Stored records:

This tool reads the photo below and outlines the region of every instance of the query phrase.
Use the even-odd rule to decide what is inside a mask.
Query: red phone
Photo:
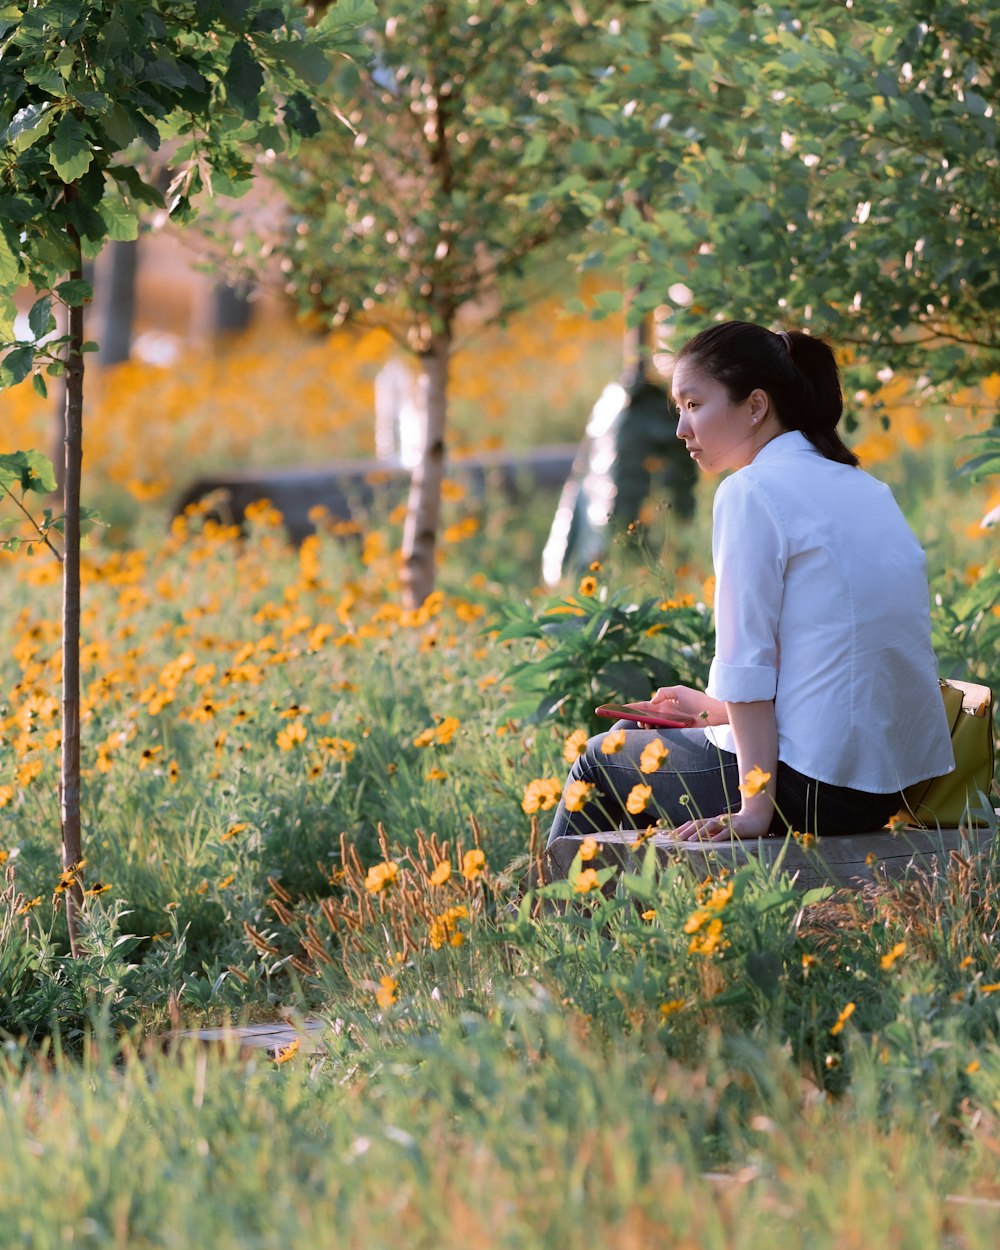
[[[612,720],[642,721],[663,729],[691,729],[697,724],[697,717],[685,716],[683,712],[665,712],[659,703],[602,703],[594,711]]]

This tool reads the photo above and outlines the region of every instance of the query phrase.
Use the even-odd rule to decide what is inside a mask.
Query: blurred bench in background
[[[497,490],[511,503],[537,490],[557,492],[573,464],[575,444],[499,450],[448,461],[446,476],[474,498]],[[309,514],[323,507],[337,520],[363,521],[373,509],[389,511],[406,500],[410,471],[385,460],[339,460],[310,468],[235,469],[200,477],[174,505],[180,515],[192,505],[222,524],[242,525],[247,507],[268,499],[284,517],[293,542],[316,526]]]

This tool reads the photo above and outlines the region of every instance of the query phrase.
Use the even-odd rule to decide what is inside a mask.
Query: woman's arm
[[[722,841],[738,838],[762,838],[774,817],[775,778],[778,772],[778,723],[774,703],[727,703],[729,724],[736,740],[736,761],[740,777],[745,781],[751,770],[759,768],[770,774],[767,783],[756,794],[744,794],[738,812],[689,820],[678,826],[674,836],[681,842],[709,839]]]

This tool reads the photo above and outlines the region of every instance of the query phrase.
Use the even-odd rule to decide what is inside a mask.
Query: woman
[[[573,811],[564,793],[549,841],[654,822],[682,840],[878,829],[902,789],[954,759],[924,553],[837,433],[833,352],[724,322],[682,348],[672,390],[692,459],[730,473],[713,512],[708,687],[652,696],[695,728],[621,722],[624,734],[592,738],[570,780],[595,789],[569,791]],[[667,754],[644,758],[657,739]]]

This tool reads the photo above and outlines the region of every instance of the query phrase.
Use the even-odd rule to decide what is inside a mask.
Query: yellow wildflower
[[[466,881],[474,881],[485,867],[486,856],[478,847],[462,856],[462,876]]]
[[[379,977],[378,989],[375,991],[375,1001],[383,1010],[391,1007],[398,997],[398,989],[399,982],[395,977]]]
[[[746,798],[752,799],[754,795],[760,794],[770,780],[770,773],[764,772],[762,768],[751,768],[746,777],[740,782],[740,792]]]
[[[427,927],[427,940],[432,948],[436,951],[440,950],[445,942],[450,946],[461,946],[465,938],[458,930],[458,922],[468,920],[468,918],[469,909],[461,904],[457,907],[449,907],[440,916],[435,916]]]
[[[236,878],[233,876],[232,873],[230,873],[228,876],[223,877],[222,880],[219,882],[219,884],[215,888],[217,890],[228,890],[235,880]]]
[[[444,771],[443,768],[438,768],[437,766],[435,766],[434,768],[430,770],[430,772],[424,773],[424,780],[425,781],[444,781],[444,779],[447,776],[448,774]]]
[[[653,787],[639,782],[629,791],[628,798],[625,800],[625,808],[632,816],[638,816],[640,812],[646,810],[652,797]]]
[[[905,954],[905,952],[906,952],[905,942],[897,942],[891,951],[886,951],[886,953],[879,960],[879,963],[882,966],[882,971],[888,972],[889,969],[896,962],[896,960],[899,959],[901,955]]]
[[[38,895],[37,898],[29,899],[26,903],[22,904],[22,906],[20,906],[17,909],[17,914],[19,916],[26,915],[29,911],[32,910],[33,907],[37,907],[41,901],[42,901],[42,896],[40,894]]]
[[[591,890],[600,889],[600,881],[597,879],[597,870],[595,868],[584,868],[577,876],[573,883],[573,889],[577,894],[587,894]]]
[[[391,886],[399,876],[399,865],[392,860],[387,863],[374,864],[368,869],[365,877],[365,889],[369,894],[380,894]]]
[[[275,1063],[287,1063],[289,1059],[294,1058],[298,1049],[299,1049],[299,1039],[296,1037],[292,1041],[290,1041],[287,1046],[282,1047],[282,1049],[278,1051],[278,1053],[274,1056],[274,1062]]]
[[[662,739],[654,738],[642,749],[642,754],[639,756],[639,771],[655,773],[669,754],[670,749],[663,745]]]
[[[566,741],[563,743],[563,759],[567,764],[572,764],[587,749],[587,731],[586,729],[574,729]]]
[[[0,807],[6,807],[10,803],[17,791],[13,786],[0,786]]]
[[[586,781],[567,781],[563,791],[563,802],[568,812],[582,812],[584,804],[597,789]]]
[[[451,860],[443,859],[431,873],[428,880],[431,885],[444,885],[451,878]]]
[[[683,998],[671,998],[669,1002],[660,1003],[660,1019],[665,1020],[668,1016],[672,1016],[675,1012],[683,1010]]]
[[[708,924],[695,933],[688,943],[689,955],[712,955],[722,945],[722,921],[718,916],[709,920]]]
[[[652,907],[650,907],[648,911],[644,911],[642,913],[642,918],[643,920],[655,920],[656,919],[655,910]]]
[[[229,842],[233,838],[238,837],[247,827],[245,820],[238,821],[235,825],[230,825],[226,832],[219,838],[220,842]]]
[[[309,731],[302,721],[292,721],[291,724],[278,731],[278,746],[282,751],[294,751],[305,742],[308,736]]]
[[[601,740],[601,751],[605,755],[617,755],[625,745],[624,729],[609,729]]]
[[[597,578],[596,577],[581,578],[578,593],[586,596],[586,598],[588,599],[592,595],[596,595],[597,594]]]
[[[536,777],[529,781],[521,799],[521,808],[529,815],[532,812],[547,812],[555,807],[562,793],[562,782],[557,777]]]
[[[833,1028],[830,1030],[830,1036],[836,1037],[838,1033],[842,1033],[844,1031],[844,1025],[848,1022],[848,1020],[850,1020],[851,1016],[853,1015],[854,1015],[854,1003],[848,1003],[847,1006],[844,1008],[844,1010],[837,1017],[836,1024],[834,1024]]]
[[[593,859],[596,854],[597,854],[597,839],[596,838],[584,838],[583,841],[580,843],[580,858],[583,860],[584,863],[586,863],[588,859]]]

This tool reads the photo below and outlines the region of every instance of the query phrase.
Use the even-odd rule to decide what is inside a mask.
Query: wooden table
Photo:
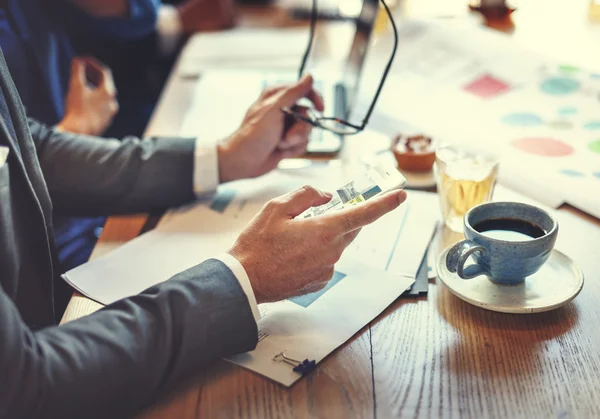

WHAT YOU WILL DO:
The records above need to be reproduced exactly, with all images omitted.

TASK SOLUTION:
This tool reads the photo below and outlines the region of every instance of the query phrase.
Use the even-odd rule to decide what is inside a mask.
Query: red phone
Photo:
[[[612,720],[642,721],[663,729],[691,729],[697,724],[697,717],[685,716],[683,712],[665,712],[659,703],[602,703],[594,711]]]

This tool reads the photo above and outlines the region of every instance of the query phrase.
Use the even-odd rule to decide what is inside a mask.
Query: blurred bench in background
[[[497,490],[511,503],[537,490],[557,492],[573,464],[575,444],[499,450],[448,461],[446,476],[474,498]],[[309,514],[323,507],[337,520],[363,521],[373,509],[389,511],[406,500],[410,471],[385,460],[339,460],[310,468],[235,469],[200,477],[174,505],[180,515],[192,505],[222,524],[242,525],[247,507],[268,499],[284,517],[293,542],[316,526]]]

This tool reads the photo above and outlines the region of every instance of the query phrase.
Use the even-odd rule to decide what is inside a mask.
Query: woman's arm
[[[722,841],[738,838],[762,838],[774,817],[775,778],[778,772],[778,723],[774,703],[727,703],[729,724],[736,740],[736,761],[740,777],[745,781],[751,770],[759,768],[770,774],[767,783],[756,794],[744,794],[738,812],[689,820],[678,826],[674,836],[681,842],[709,839]]]

This tool reads the photo above and outlines the region of every instance of the query phrase.
Use the even-odd rule to decide what is inside a mask.
Query: woman
[[[573,811],[564,793],[549,841],[654,822],[682,840],[878,829],[902,789],[954,759],[924,553],[837,433],[833,352],[724,322],[682,348],[672,390],[692,459],[730,473],[713,512],[708,687],[652,696],[695,728],[621,722],[624,734],[592,738],[570,780],[595,789],[569,791]],[[667,754],[644,758],[657,739]]]

This tool reads the photo above and outlines the region of every instance of the query phrase.
Use the even-odd rule to decide what is inside a mask.
Query: yellow wildflower
[[[466,881],[474,881],[485,867],[486,856],[478,847],[462,856],[462,876]]]
[[[379,977],[378,989],[375,991],[375,1001],[383,1010],[391,1007],[398,997],[398,989],[399,982],[395,977]]]
[[[746,798],[752,799],[754,795],[760,794],[770,780],[770,773],[764,772],[762,768],[751,768],[746,777],[740,782],[740,792]]]
[[[427,927],[427,940],[432,948],[436,951],[440,950],[445,942],[450,946],[461,946],[465,938],[458,930],[458,922],[468,920],[468,918],[469,909],[461,904],[457,907],[449,907],[440,916],[435,916]]]
[[[236,878],[233,876],[232,873],[230,873],[228,876],[223,877],[222,880],[219,882],[219,884],[215,888],[217,890],[228,890],[235,880]]]
[[[444,771],[443,768],[438,768],[437,766],[435,766],[434,768],[430,770],[430,772],[424,773],[424,780],[425,781],[444,781],[444,779],[447,776],[448,774]]]
[[[653,787],[639,782],[629,791],[628,798],[625,800],[625,808],[632,816],[638,816],[640,812],[646,810],[652,797]]]
[[[905,954],[905,952],[906,952],[905,942],[897,942],[891,951],[886,951],[886,953],[879,960],[879,963],[882,966],[882,971],[888,972],[889,969],[896,962],[896,960],[899,959],[901,955]]]
[[[38,895],[37,898],[29,899],[26,903],[22,904],[22,906],[20,906],[17,909],[17,914],[19,916],[26,915],[29,911],[32,910],[33,907],[37,907],[41,901],[42,901],[42,896],[40,894]]]
[[[591,890],[600,889],[600,881],[597,879],[597,870],[595,868],[584,868],[577,876],[573,883],[573,889],[577,894],[587,894]]]
[[[391,886],[399,876],[399,865],[392,860],[387,863],[374,864],[368,869],[365,877],[365,889],[369,894],[380,894]]]
[[[275,1063],[287,1063],[289,1059],[294,1058],[298,1049],[299,1049],[299,1039],[296,1037],[292,1041],[290,1041],[287,1046],[282,1047],[282,1049],[278,1051],[278,1053],[274,1056],[274,1062]]]
[[[662,739],[654,738],[642,749],[642,754],[639,756],[639,771],[655,773],[669,754],[670,749],[663,745]]]
[[[566,741],[563,743],[563,759],[567,764],[572,764],[587,749],[587,731],[586,729],[574,729]]]
[[[0,807],[6,807],[10,803],[17,791],[13,786],[0,786]]]
[[[586,781],[567,781],[563,791],[563,802],[568,812],[582,812],[584,804],[597,789]]]
[[[451,860],[443,859],[431,873],[428,880],[431,885],[444,885],[451,878]]]
[[[683,998],[671,998],[669,1002],[660,1003],[660,1019],[665,1020],[668,1016],[672,1016],[675,1012],[683,1010]]]
[[[708,924],[695,933],[688,943],[689,955],[712,955],[722,945],[722,921],[718,916],[709,920]]]
[[[652,907],[650,907],[648,911],[644,911],[642,913],[642,918],[643,920],[655,920],[656,919],[655,910]]]
[[[229,842],[233,838],[238,837],[247,827],[245,820],[238,821],[235,825],[230,825],[226,832],[219,838],[220,842]]]
[[[309,731],[302,721],[292,721],[291,724],[278,731],[278,746],[282,751],[294,751],[305,742],[308,736]]]
[[[601,740],[601,751],[605,755],[617,755],[625,745],[624,729],[609,729]]]
[[[597,578],[596,577],[581,578],[578,593],[586,596],[586,598],[588,599],[592,595],[596,595],[597,594]]]
[[[536,777],[529,781],[521,799],[521,808],[529,815],[532,812],[547,812],[555,807],[562,793],[562,782],[557,777]]]
[[[833,1028],[830,1030],[830,1036],[836,1037],[838,1033],[842,1033],[844,1031],[844,1025],[848,1022],[848,1020],[850,1020],[851,1016],[853,1015],[854,1015],[854,1003],[848,1003],[847,1006],[844,1008],[844,1010],[837,1017],[836,1024],[834,1024]]]
[[[593,859],[596,854],[597,854],[597,839],[596,838],[584,838],[583,841],[580,843],[580,858],[583,860],[584,863],[586,863],[588,859]]]

This tool reads the photo below and outlines the region of every instance of the query phrase.
Use the even-odd rule to decide what is inside a mask.
Query: wooden table
Photo:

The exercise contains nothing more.